**Problem to solve**
How many lines in the text below contain the string "mesh"? Reply with the number only.

************

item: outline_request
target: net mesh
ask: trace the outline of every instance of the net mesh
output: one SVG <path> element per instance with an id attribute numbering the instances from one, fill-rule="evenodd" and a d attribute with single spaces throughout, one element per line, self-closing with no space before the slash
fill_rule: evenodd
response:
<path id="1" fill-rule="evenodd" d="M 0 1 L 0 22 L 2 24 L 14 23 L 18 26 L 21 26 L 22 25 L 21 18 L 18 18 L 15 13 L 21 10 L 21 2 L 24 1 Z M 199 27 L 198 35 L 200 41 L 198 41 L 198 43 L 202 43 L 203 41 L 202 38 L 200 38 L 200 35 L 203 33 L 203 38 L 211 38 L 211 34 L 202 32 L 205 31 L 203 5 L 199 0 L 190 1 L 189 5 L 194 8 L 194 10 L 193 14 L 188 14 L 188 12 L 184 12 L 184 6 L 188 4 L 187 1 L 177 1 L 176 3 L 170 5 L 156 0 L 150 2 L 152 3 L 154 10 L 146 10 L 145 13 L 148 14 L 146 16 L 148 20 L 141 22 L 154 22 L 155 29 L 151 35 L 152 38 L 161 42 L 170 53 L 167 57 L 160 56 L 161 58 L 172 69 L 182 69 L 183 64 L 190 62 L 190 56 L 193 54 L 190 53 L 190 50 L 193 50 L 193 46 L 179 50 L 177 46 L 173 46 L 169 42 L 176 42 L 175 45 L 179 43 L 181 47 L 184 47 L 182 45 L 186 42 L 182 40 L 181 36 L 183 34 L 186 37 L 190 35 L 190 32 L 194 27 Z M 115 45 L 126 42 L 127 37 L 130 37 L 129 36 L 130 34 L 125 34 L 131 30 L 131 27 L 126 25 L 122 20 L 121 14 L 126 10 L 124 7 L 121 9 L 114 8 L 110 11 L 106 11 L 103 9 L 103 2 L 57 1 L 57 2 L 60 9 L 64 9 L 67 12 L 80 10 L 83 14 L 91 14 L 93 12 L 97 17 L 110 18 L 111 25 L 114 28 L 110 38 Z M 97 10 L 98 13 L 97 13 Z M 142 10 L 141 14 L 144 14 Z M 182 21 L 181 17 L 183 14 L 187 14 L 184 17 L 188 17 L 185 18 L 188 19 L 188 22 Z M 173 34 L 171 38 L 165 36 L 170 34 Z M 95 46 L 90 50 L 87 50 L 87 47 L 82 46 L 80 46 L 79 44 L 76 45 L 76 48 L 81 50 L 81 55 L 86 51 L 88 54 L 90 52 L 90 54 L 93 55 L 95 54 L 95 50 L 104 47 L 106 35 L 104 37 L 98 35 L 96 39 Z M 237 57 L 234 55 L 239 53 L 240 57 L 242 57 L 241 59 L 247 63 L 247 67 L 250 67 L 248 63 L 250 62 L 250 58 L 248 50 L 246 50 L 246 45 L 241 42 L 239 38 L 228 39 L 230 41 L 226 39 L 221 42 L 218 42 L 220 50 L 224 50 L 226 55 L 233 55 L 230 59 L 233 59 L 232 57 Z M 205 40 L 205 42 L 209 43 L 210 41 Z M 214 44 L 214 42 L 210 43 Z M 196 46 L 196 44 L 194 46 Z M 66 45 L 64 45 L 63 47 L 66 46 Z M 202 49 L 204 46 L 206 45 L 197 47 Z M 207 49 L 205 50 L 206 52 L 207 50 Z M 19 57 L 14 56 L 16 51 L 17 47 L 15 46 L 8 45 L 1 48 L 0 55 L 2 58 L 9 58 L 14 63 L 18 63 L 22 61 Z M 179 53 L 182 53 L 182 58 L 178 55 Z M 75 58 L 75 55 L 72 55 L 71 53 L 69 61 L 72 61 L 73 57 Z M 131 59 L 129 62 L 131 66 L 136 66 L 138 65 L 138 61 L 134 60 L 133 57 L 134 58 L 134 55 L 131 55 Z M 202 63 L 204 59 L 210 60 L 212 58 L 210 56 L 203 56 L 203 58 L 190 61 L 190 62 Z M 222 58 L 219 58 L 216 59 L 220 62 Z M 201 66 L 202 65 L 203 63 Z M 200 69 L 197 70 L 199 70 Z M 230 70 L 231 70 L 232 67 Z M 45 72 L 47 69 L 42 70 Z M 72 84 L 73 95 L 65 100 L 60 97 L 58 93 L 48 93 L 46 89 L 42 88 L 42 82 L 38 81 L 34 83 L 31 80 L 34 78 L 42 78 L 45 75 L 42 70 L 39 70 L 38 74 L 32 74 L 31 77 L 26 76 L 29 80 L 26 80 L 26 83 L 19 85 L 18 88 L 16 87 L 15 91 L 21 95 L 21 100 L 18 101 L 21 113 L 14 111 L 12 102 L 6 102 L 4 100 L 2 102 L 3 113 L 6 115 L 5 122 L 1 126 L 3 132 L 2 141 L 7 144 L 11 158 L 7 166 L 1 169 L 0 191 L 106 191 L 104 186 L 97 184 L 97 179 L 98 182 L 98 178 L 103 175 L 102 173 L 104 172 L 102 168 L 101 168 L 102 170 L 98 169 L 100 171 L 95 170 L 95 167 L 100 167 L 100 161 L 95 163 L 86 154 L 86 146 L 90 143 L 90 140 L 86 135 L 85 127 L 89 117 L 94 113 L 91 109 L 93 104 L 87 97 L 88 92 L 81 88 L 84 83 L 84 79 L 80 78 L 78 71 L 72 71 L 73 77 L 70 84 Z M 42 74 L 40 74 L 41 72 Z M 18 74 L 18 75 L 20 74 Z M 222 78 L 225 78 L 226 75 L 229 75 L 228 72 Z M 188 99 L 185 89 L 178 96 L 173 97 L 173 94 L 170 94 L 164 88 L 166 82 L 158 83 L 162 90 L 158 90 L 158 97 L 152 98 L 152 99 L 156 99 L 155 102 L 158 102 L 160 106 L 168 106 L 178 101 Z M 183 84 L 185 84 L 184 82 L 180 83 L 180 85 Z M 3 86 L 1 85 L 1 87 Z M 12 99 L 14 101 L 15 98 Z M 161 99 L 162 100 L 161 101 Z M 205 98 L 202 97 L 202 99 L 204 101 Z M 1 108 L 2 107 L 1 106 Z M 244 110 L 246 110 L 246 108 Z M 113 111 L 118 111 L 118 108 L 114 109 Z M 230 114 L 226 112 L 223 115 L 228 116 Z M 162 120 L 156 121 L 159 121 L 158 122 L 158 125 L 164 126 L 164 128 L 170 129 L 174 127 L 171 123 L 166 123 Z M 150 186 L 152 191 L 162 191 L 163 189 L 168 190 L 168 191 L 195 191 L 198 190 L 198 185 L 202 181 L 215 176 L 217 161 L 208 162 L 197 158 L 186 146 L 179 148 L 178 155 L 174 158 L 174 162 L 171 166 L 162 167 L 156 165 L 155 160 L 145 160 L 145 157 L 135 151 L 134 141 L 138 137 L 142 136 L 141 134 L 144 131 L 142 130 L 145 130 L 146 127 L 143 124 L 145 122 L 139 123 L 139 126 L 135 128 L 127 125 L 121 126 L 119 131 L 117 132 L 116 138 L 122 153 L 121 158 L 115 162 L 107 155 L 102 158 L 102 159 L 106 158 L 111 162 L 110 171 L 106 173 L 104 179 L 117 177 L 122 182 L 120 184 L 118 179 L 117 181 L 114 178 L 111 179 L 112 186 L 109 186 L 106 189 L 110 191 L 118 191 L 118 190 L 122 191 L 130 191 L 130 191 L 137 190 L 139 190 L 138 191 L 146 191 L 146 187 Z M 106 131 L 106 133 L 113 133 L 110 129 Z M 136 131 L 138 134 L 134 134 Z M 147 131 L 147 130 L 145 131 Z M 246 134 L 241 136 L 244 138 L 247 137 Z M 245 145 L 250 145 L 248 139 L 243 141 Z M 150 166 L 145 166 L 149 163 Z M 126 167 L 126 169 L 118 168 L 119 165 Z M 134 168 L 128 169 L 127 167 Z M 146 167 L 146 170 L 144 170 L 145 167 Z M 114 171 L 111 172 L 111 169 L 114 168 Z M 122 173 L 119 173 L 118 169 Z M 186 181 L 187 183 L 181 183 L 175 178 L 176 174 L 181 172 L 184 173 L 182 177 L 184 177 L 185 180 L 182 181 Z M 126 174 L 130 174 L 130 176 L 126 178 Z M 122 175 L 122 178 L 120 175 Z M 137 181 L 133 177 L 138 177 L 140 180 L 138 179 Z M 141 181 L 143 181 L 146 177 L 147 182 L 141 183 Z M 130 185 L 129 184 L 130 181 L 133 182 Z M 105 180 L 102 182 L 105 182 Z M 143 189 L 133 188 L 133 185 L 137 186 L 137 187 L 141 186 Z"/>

************

**Solution to this problem**
2